== Instructions for the task ==
Could you reproduce all of the data below word for word, leaving every line unchanged?

## START

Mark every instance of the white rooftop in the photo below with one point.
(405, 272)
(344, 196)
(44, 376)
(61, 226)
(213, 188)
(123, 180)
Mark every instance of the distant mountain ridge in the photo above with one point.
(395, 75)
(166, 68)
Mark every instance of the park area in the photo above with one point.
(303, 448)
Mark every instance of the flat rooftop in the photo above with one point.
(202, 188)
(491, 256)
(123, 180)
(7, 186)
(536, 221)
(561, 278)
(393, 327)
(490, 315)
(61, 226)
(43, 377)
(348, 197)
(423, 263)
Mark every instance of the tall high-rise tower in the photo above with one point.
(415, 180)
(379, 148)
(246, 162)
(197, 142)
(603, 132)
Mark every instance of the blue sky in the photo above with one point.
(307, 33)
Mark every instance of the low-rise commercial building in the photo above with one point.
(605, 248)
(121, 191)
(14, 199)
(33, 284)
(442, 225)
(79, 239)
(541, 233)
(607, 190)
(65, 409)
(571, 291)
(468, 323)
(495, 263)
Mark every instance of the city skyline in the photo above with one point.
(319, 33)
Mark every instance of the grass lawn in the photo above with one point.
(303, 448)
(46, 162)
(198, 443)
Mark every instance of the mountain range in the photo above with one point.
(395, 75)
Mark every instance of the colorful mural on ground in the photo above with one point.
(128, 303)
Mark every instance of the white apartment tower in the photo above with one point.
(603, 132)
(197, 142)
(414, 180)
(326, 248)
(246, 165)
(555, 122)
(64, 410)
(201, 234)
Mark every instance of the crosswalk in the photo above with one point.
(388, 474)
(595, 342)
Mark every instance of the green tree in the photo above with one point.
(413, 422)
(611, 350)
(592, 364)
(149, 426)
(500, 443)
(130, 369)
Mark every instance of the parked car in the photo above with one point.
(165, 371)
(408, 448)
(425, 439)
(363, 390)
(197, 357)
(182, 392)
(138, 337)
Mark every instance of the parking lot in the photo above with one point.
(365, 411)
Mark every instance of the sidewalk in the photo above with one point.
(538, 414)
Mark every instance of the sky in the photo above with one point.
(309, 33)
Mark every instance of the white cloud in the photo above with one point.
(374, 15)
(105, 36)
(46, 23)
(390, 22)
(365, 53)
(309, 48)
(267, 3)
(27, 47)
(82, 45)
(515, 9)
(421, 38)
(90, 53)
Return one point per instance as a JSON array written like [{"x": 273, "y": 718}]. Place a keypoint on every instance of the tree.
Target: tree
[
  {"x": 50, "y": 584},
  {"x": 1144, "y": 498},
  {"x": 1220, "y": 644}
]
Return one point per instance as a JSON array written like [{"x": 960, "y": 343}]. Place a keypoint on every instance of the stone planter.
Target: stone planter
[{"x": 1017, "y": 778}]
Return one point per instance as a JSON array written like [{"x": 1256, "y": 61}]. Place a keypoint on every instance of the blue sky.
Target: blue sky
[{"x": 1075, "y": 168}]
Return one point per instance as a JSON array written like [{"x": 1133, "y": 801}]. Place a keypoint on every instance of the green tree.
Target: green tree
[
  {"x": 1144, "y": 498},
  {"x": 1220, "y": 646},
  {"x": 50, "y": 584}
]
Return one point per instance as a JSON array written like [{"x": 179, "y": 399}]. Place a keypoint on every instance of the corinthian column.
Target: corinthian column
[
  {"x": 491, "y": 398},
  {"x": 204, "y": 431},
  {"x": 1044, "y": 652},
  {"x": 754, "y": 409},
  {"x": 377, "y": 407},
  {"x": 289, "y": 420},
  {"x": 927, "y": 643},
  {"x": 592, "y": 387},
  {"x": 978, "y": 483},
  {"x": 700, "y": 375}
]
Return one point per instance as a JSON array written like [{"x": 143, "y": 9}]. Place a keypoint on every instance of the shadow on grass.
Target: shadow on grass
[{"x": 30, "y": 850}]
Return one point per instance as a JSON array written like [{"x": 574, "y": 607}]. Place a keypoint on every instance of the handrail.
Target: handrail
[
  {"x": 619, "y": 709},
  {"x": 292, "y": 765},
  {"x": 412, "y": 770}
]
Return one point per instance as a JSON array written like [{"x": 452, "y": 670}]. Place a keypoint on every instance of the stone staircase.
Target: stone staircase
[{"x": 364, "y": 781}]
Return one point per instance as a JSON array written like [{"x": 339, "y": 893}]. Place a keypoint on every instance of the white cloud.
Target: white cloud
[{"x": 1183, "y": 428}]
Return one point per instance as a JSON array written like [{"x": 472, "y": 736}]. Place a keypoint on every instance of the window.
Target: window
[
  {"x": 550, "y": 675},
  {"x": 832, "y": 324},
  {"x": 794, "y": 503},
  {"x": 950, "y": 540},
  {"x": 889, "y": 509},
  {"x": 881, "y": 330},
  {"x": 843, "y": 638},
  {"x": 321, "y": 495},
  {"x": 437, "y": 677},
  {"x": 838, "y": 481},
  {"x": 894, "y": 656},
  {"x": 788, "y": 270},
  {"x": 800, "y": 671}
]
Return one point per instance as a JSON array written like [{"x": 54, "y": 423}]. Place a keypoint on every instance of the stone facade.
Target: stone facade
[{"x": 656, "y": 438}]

## END

== The result ==
Mark every instance of the white rooftop in the photo below with one point.
(405, 272)
(344, 196)
(44, 376)
(61, 226)
(213, 188)
(123, 180)
Mark every instance of the distant mountain ridge in the photo above with one point.
(395, 75)
(166, 68)
Mark every instance of the park area in the photo above with one point.
(303, 448)
Mark every instance of the flat rooftop in the photo above with one point.
(202, 188)
(491, 256)
(123, 180)
(7, 186)
(536, 221)
(561, 278)
(393, 327)
(490, 315)
(61, 226)
(43, 377)
(348, 197)
(423, 263)
Mark every instance of the tall high-rise tower in the photo above with one point.
(415, 180)
(379, 148)
(246, 162)
(197, 142)
(603, 132)
Mark every instance of the blue sky in the photo above with one point.
(307, 33)
Mark every instance of the low-rise commercial building in the photo above with one point.
(605, 248)
(121, 191)
(14, 199)
(33, 284)
(442, 225)
(79, 239)
(541, 233)
(607, 190)
(65, 409)
(571, 291)
(468, 323)
(495, 263)
Mark every instance of the city skyline in the photo above with one point.
(319, 33)
Mark every instance of the grass lawn in the photo above with one point.
(303, 448)
(46, 162)
(198, 443)
Mark every instance of the mountain range in the photo above with one point.
(395, 75)
Mark every instance of the colorful mural on ground in the photo above with one point.
(128, 303)
Mark every instance of the white apartment tower in the photo above with one point.
(603, 132)
(197, 142)
(414, 180)
(326, 248)
(246, 165)
(555, 122)
(64, 410)
(201, 234)
Mark every instance of the crosswalk in the photo above with one point.
(388, 474)
(595, 342)
Mark every instance of the green tree in the photo above with one point.
(413, 422)
(611, 350)
(592, 364)
(149, 426)
(500, 443)
(130, 369)
Mark every instance of the parked car in the photo above with one point.
(165, 371)
(408, 448)
(425, 439)
(363, 390)
(197, 357)
(182, 392)
(138, 337)
Mark every instance of the parking lot in the photo above with one point.
(365, 411)
Mark every instance of the sidewalk in the photo above with one point.
(538, 414)
Mark every instance of the sky in the photo above with one point.
(309, 33)
Mark every instance of the white cloud in the photo above with one point.
(374, 15)
(105, 36)
(46, 23)
(390, 22)
(365, 53)
(309, 48)
(267, 3)
(27, 47)
(82, 45)
(515, 9)
(421, 38)
(90, 53)
Return one point per instance as a JSON array written like [{"x": 273, "y": 718}]. Place a keypoint on every instance of the tree.
Target: tree
[
  {"x": 50, "y": 584},
  {"x": 1144, "y": 498},
  {"x": 1220, "y": 644}
]
Return one point per instance as a JSON array written like [{"x": 960, "y": 343}]. Place a keypoint on every instance of the stone planter.
Target: stone planter
[{"x": 1017, "y": 778}]
Return one point per instance as a JSON array written like [{"x": 1256, "y": 61}]. Place a keypoint on every instance of the blue sky.
Target: blue sky
[{"x": 1075, "y": 168}]
Return one point per instance as a JSON array written like [{"x": 1133, "y": 801}]. Place a keypoint on every instance of the green tree.
Target: green tree
[
  {"x": 1144, "y": 498},
  {"x": 1220, "y": 646},
  {"x": 50, "y": 584}
]
Return one point per instance as a JSON array written like [{"x": 179, "y": 399}]. Place a keypoint on every instance of the corinthian column.
Target: corinthian column
[
  {"x": 491, "y": 398},
  {"x": 204, "y": 431},
  {"x": 1044, "y": 652},
  {"x": 754, "y": 409},
  {"x": 377, "y": 407},
  {"x": 289, "y": 420},
  {"x": 927, "y": 643},
  {"x": 592, "y": 387},
  {"x": 978, "y": 483},
  {"x": 700, "y": 375}
]
Return one point per instance as a JSON array written like [{"x": 143, "y": 9}]. Place a keypoint on every instance of the shadow on grass.
Target: shadow on grass
[{"x": 30, "y": 850}]
Return one point per instance as a JSON array written like [{"x": 574, "y": 607}]. Place a keypoint on every instance of the handrail.
Target: handrail
[
  {"x": 619, "y": 709},
  {"x": 292, "y": 765},
  {"x": 412, "y": 770}
]
Return one point per instance as a JSON array written like [{"x": 452, "y": 670}]. Place a keypoint on every instance of the stone staircase.
Target: stone staircase
[{"x": 364, "y": 781}]
Return one point per instance as a JSON array written like [{"x": 339, "y": 893}]. Place a keypoint on every instance of the white cloud.
Target: white cloud
[{"x": 1183, "y": 428}]
Return one point per instance as a JSON array written like [{"x": 472, "y": 736}]. Place a keypoint on every instance of the window.
Target: window
[
  {"x": 550, "y": 675},
  {"x": 832, "y": 324},
  {"x": 794, "y": 503},
  {"x": 950, "y": 540},
  {"x": 889, "y": 509},
  {"x": 881, "y": 330},
  {"x": 843, "y": 638},
  {"x": 321, "y": 495},
  {"x": 437, "y": 677},
  {"x": 838, "y": 481},
  {"x": 894, "y": 656},
  {"x": 788, "y": 270},
  {"x": 800, "y": 671}
]
Return one point per instance as a JSON array written like [{"x": 54, "y": 423}]. Place a keypoint on every instance of the stone facade.
Target: stone facade
[{"x": 656, "y": 438}]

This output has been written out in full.